Listed entries Block Start
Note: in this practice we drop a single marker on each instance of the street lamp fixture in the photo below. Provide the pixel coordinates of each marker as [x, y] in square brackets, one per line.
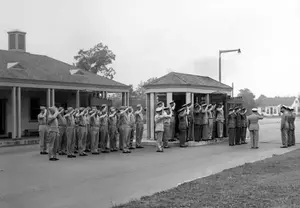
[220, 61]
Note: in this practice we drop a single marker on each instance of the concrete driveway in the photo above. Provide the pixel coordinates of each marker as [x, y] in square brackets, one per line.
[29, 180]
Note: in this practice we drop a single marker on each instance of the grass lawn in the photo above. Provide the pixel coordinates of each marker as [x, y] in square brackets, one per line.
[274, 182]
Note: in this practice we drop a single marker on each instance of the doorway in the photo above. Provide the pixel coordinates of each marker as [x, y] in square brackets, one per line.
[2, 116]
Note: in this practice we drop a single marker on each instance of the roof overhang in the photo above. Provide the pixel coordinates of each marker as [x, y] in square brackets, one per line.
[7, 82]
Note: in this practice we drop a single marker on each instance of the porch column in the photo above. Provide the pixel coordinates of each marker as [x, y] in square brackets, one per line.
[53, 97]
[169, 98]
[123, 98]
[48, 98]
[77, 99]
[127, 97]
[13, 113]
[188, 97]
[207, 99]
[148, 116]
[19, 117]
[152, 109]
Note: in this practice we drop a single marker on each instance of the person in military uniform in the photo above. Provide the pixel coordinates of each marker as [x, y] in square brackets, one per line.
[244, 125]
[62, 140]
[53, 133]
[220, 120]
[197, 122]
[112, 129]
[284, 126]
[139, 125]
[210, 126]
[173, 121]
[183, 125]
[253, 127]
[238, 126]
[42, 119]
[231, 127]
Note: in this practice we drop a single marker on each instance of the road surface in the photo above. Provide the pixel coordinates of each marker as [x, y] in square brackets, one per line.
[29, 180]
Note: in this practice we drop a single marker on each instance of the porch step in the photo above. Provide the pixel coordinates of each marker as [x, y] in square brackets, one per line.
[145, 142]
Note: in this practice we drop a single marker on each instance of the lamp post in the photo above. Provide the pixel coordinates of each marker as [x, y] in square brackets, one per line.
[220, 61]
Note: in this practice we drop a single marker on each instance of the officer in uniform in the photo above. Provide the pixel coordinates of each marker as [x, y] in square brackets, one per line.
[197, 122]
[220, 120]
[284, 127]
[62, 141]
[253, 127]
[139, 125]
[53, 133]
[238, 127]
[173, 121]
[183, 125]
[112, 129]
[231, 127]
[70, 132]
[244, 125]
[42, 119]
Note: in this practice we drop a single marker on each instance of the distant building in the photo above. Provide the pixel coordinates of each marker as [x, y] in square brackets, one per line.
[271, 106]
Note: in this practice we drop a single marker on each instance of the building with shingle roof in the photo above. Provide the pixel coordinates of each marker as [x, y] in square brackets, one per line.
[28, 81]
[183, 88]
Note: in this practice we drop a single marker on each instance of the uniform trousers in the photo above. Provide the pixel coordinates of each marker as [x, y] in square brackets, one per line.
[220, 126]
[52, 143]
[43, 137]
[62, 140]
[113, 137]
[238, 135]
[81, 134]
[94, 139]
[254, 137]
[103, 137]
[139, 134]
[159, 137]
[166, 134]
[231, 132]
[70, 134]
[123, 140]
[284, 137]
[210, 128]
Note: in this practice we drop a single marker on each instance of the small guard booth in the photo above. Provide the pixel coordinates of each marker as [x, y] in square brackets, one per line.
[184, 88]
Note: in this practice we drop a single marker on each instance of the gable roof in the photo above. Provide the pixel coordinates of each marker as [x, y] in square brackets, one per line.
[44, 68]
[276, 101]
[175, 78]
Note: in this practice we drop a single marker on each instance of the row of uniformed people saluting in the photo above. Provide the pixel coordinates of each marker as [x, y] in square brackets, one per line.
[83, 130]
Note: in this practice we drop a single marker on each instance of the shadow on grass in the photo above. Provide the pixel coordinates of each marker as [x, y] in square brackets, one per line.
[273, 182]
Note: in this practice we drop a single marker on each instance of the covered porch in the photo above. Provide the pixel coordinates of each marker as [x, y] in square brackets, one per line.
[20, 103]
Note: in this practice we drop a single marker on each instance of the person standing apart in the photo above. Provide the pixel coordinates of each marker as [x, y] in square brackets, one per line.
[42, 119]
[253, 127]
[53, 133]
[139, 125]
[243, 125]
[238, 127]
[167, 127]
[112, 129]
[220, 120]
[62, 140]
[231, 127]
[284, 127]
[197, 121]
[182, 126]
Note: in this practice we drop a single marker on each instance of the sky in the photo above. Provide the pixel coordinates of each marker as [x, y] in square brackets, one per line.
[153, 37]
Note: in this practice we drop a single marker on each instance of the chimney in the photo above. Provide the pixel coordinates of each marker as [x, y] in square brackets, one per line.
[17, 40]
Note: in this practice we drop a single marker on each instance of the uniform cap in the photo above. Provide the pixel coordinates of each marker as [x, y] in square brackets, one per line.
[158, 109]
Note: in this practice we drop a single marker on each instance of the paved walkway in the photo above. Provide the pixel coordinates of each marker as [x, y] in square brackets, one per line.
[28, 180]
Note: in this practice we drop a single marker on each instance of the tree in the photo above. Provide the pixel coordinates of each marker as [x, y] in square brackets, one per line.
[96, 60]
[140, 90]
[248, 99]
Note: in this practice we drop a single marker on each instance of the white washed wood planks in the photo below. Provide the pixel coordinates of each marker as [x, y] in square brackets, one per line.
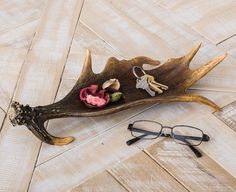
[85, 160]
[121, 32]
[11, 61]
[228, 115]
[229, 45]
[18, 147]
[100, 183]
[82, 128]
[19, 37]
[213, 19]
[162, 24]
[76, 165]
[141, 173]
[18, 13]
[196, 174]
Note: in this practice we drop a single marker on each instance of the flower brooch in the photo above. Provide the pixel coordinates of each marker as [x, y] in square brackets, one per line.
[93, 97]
Listed entries Block End
What is required: This task calls for the lines from the line containing "instance of the sky" through the end of the listing, set down exactly and only, with pictures omitted.

Task answer:
Note: in this practice we drop a single marker on each instance of the sky in the photo above. Provide the pixel coordinates of each marker as [x, y] in square brackets, one per line.
[153, 37]
Note: in this practice we drop a single marker on each instance of the chimney in the photo above. Provide the pixel coordinates of each marker as [x, y] in square brackets, one per line.
[17, 40]
Note: in this practice we drop a single marker on each instance of the uniform cap in the photo above. Provide the pixel coordinates of each marker as [x, y] in square brackets, one per line.
[158, 109]
Note: in this practice we drop a single marker on each instance of the paved walkway in the photo above. Provide the pixel coordinates of each marker as [x, y] in square brackets, one per line.
[28, 180]
Note: in this practice we drop a single marker on each instance of the tree in the photo above. Provide the pixel coordinates of each marker as [x, y] in square brackets, one per line.
[96, 60]
[140, 90]
[248, 99]
Note: in this practice we drop a single marker on each instance of the white washed wood planks in the photo below. Provide the pixel coordinates of each marker as [x, y] in square brackets, one per line.
[85, 160]
[121, 32]
[11, 61]
[228, 115]
[229, 45]
[18, 147]
[100, 183]
[82, 128]
[19, 37]
[213, 19]
[162, 24]
[76, 165]
[141, 173]
[18, 13]
[196, 174]
Note: in this practice we drop a single marker on each instance of the flower brooch in the photo above. Provide the pixel coordinates of each marker as [x, y] in square brackets, one per line.
[93, 97]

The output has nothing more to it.